▸ Problem statement:
Rewrite the part of the data below that opens with the line containing "of the chocolate" and runs through the end of the data, keeping every line, requests included. Multiply each coordinate in the answers (not in the requests or their sample points) by 0.35 and round to the nearest whole number, with halves rounded up.

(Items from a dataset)
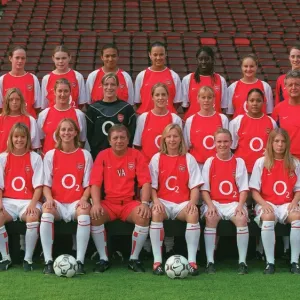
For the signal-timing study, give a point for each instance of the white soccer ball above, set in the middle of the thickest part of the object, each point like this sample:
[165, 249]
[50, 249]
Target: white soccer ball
[177, 266]
[65, 266]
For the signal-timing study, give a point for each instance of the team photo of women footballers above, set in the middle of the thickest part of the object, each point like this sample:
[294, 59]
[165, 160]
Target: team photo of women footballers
[133, 147]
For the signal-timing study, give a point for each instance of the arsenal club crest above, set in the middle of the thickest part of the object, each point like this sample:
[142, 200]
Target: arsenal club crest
[181, 168]
[120, 118]
[131, 166]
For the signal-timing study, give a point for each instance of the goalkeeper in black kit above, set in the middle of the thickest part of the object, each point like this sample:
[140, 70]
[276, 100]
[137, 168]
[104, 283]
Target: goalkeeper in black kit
[103, 114]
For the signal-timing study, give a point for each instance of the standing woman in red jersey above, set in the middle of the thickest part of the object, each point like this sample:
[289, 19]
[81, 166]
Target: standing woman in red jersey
[14, 111]
[158, 72]
[281, 92]
[110, 57]
[26, 82]
[203, 76]
[175, 194]
[61, 58]
[21, 184]
[275, 185]
[67, 171]
[200, 128]
[250, 131]
[238, 91]
[50, 117]
[150, 125]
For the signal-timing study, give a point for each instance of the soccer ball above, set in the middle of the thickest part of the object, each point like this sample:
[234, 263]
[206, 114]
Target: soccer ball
[65, 266]
[177, 266]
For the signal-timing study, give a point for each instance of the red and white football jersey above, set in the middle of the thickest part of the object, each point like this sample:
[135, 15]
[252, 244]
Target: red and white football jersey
[67, 174]
[190, 90]
[287, 117]
[78, 91]
[199, 134]
[149, 130]
[143, 85]
[7, 122]
[281, 92]
[237, 97]
[49, 119]
[95, 90]
[20, 175]
[225, 179]
[277, 186]
[250, 136]
[118, 174]
[29, 86]
[174, 176]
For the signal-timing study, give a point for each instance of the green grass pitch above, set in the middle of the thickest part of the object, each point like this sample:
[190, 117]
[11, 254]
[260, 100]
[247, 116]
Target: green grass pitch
[120, 283]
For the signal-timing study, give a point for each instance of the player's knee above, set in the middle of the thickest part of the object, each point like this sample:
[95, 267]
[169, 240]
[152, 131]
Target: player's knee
[157, 216]
[268, 217]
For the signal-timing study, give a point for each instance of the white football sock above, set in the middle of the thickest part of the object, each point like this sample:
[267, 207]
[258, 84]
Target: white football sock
[157, 234]
[22, 242]
[210, 239]
[139, 237]
[169, 243]
[82, 236]
[99, 238]
[74, 242]
[242, 239]
[268, 240]
[259, 245]
[47, 235]
[286, 242]
[192, 236]
[295, 241]
[4, 250]
[31, 237]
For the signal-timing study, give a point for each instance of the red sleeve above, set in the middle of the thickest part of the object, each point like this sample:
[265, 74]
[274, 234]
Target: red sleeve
[97, 171]
[142, 169]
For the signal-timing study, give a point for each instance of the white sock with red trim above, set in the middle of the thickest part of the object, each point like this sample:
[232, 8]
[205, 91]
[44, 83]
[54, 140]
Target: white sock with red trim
[31, 237]
[82, 236]
[47, 235]
[242, 239]
[139, 236]
[4, 244]
[192, 236]
[210, 240]
[157, 234]
[295, 241]
[99, 238]
[268, 239]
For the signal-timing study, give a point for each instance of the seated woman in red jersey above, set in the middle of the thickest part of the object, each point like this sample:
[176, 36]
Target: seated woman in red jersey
[50, 117]
[287, 113]
[110, 57]
[21, 184]
[204, 76]
[158, 72]
[275, 186]
[124, 166]
[200, 128]
[294, 58]
[176, 178]
[18, 78]
[238, 91]
[67, 171]
[224, 192]
[250, 131]
[150, 125]
[14, 111]
[61, 58]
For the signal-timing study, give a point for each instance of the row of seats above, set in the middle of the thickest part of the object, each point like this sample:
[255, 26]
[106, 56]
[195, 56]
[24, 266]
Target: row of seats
[272, 51]
[148, 16]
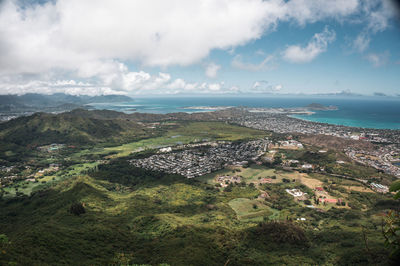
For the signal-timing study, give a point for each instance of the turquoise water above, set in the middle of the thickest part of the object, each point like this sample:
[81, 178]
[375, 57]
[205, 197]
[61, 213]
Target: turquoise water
[367, 112]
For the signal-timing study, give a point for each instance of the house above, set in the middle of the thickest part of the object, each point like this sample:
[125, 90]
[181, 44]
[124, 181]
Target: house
[307, 166]
[265, 181]
[328, 200]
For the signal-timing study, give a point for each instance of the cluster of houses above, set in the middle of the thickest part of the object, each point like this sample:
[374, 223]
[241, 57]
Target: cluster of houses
[224, 181]
[51, 148]
[197, 162]
[297, 193]
[381, 159]
[290, 144]
[282, 122]
[379, 188]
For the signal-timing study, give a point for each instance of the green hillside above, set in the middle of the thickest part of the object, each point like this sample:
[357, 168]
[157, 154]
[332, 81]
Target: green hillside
[134, 216]
[76, 127]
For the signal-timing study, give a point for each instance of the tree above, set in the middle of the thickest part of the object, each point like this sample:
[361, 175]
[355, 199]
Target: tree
[391, 226]
[3, 244]
[77, 209]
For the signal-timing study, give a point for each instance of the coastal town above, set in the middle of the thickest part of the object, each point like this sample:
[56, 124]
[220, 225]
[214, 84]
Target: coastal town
[193, 162]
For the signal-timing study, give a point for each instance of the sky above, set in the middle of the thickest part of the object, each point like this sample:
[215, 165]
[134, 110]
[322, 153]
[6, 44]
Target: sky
[199, 47]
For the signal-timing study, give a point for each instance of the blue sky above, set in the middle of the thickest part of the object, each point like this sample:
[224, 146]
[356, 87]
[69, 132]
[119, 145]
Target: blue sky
[199, 47]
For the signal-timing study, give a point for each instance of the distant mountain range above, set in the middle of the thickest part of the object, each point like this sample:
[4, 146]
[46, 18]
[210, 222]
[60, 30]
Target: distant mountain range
[53, 102]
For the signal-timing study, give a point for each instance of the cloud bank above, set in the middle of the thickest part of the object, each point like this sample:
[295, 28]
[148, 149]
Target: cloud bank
[93, 41]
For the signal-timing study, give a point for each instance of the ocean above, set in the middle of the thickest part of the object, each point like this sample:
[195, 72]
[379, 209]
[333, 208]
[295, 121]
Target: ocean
[366, 112]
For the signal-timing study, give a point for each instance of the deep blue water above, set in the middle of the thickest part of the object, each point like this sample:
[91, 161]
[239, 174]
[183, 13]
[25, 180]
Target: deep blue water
[369, 112]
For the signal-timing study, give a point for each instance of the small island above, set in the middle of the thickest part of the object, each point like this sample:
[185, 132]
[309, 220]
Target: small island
[320, 107]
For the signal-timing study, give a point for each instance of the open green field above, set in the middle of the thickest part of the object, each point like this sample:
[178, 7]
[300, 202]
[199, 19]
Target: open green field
[251, 174]
[184, 133]
[131, 212]
[247, 209]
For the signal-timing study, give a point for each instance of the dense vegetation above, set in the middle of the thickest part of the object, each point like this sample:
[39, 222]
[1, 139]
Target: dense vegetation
[130, 215]
[99, 209]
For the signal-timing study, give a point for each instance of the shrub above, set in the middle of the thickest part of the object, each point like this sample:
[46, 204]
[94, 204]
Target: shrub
[77, 209]
[283, 232]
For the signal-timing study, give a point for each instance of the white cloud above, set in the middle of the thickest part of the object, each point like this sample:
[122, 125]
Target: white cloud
[361, 42]
[317, 45]
[263, 86]
[212, 70]
[266, 64]
[378, 60]
[93, 40]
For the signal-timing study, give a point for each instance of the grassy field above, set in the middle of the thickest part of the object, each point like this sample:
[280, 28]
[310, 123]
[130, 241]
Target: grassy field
[186, 221]
[184, 133]
[247, 209]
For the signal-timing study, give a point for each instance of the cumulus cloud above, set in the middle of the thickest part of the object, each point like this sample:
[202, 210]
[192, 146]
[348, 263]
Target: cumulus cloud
[361, 42]
[376, 14]
[212, 70]
[92, 40]
[317, 45]
[378, 60]
[263, 86]
[266, 64]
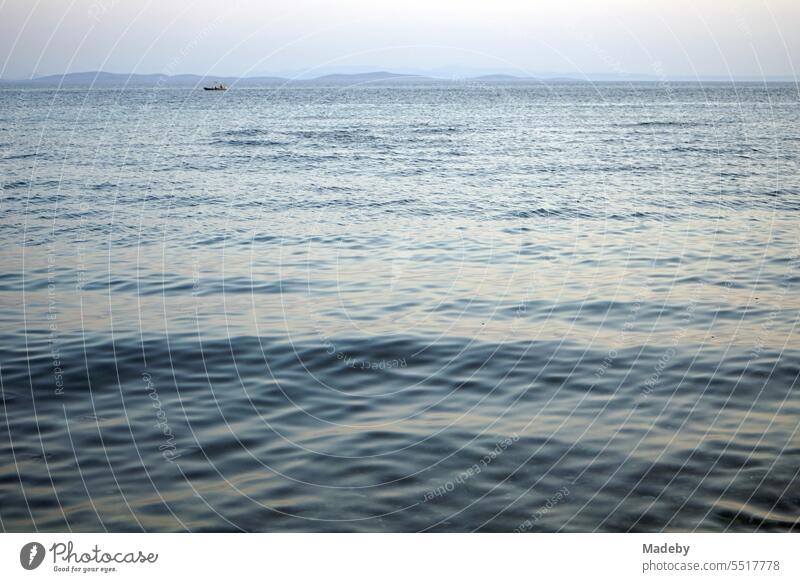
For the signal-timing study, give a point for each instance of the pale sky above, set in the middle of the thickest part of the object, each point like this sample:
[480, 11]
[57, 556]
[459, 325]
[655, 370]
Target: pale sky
[239, 37]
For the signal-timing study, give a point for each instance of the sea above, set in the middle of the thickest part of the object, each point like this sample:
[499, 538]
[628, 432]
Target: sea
[453, 307]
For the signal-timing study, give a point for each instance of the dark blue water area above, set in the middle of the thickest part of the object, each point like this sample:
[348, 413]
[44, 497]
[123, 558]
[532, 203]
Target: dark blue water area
[413, 308]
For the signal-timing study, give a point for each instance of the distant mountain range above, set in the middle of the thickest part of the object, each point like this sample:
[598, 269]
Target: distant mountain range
[104, 79]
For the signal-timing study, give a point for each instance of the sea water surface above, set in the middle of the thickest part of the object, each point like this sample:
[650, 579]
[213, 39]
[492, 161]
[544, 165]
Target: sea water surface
[400, 308]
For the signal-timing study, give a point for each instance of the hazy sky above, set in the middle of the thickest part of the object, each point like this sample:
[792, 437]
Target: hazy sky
[233, 37]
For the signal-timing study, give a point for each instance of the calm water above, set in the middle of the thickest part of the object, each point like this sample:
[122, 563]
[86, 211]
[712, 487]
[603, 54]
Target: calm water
[567, 308]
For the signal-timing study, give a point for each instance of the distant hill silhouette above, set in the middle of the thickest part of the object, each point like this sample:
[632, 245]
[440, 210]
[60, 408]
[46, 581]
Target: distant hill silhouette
[105, 79]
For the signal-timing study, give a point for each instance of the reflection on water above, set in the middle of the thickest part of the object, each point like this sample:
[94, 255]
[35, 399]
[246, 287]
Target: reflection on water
[566, 308]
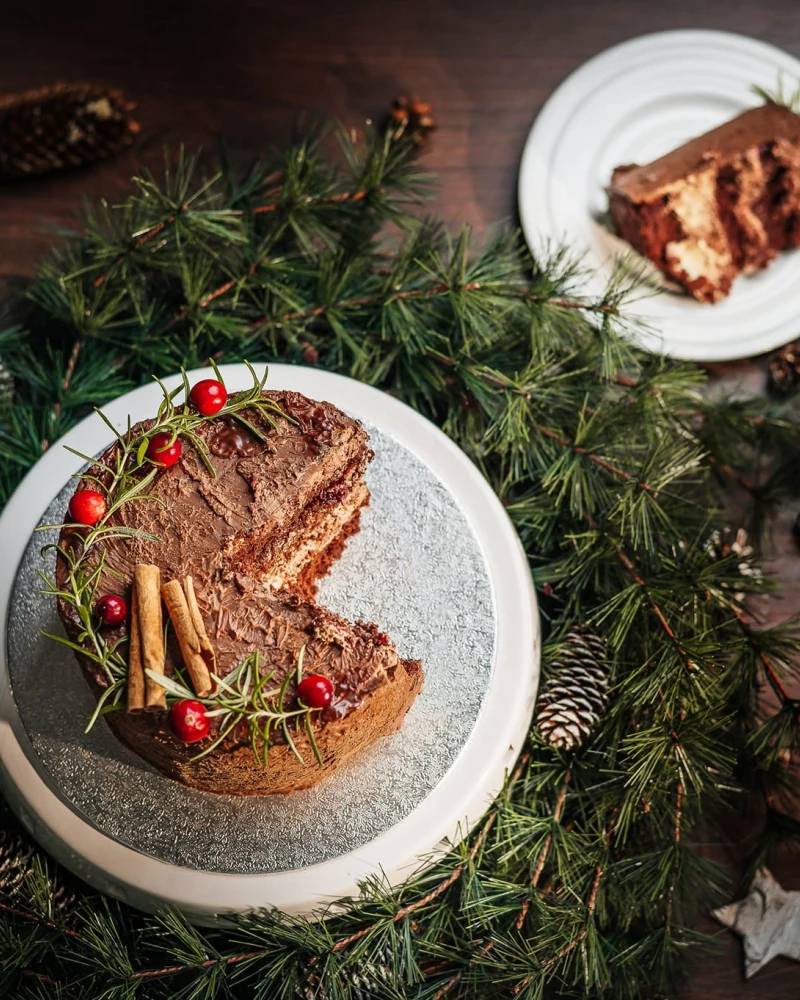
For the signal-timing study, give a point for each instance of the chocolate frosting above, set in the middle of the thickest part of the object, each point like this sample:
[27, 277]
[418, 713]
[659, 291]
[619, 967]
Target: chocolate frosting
[226, 531]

▸ Solution:
For the signal-timing study, give a point for each instance of the chocolate frosting above, set in the middle of the thickest part of the object, each point like this sample:
[27, 277]
[418, 713]
[659, 291]
[619, 967]
Target: chocolate frosting
[79, 186]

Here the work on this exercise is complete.